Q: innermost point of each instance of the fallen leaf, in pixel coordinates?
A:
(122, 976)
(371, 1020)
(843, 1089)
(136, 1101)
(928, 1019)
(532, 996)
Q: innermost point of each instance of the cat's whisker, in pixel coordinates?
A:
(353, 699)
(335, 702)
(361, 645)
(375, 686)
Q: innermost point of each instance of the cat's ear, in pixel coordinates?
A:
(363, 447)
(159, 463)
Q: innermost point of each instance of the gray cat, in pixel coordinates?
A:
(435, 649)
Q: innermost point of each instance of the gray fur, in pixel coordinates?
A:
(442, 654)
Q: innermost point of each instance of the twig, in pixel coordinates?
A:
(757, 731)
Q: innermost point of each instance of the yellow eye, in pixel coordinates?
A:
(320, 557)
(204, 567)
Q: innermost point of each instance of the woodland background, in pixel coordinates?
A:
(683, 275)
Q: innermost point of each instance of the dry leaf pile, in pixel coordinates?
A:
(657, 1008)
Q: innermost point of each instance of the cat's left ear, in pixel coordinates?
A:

·····

### Exercise objective:
Repeat the listing exactly, keeping every word in place.

### Task solution:
Q: innermost point of each instance of the fallen leaf, in pixel coordinates?
A:
(122, 976)
(371, 1020)
(843, 1089)
(136, 1101)
(928, 1019)
(532, 996)
Q: innermost point of each instance of the cat's whisker, in pixel coordinates?
A:
(353, 699)
(335, 702)
(361, 645)
(375, 686)
Q: innermost point of each instance of the cat's ear, in pixel coordinates?
A:
(363, 447)
(159, 463)
Q: innermost point of each instance of the gray cat, in pixel coordinates?
A:
(435, 649)
Q: innermost point of each instance of the gray fur, in pixel coordinates?
A:
(442, 654)
Q: innermost point of each instance of the twig, in pixel coordinates?
A:
(757, 731)
Q: innermost point of each instance of the yellow eye, in pixel coordinates?
A:
(320, 557)
(204, 567)
Q: innermost point of each instance of the woodland background, in pixel coordinates?
A:
(683, 275)
Q: innermost point of each instance of the dry leaf pile, in pixel coordinates?
A:
(657, 1008)
Q: innermost point of each instance of the cat's left ear, in pixel coordinates?
A:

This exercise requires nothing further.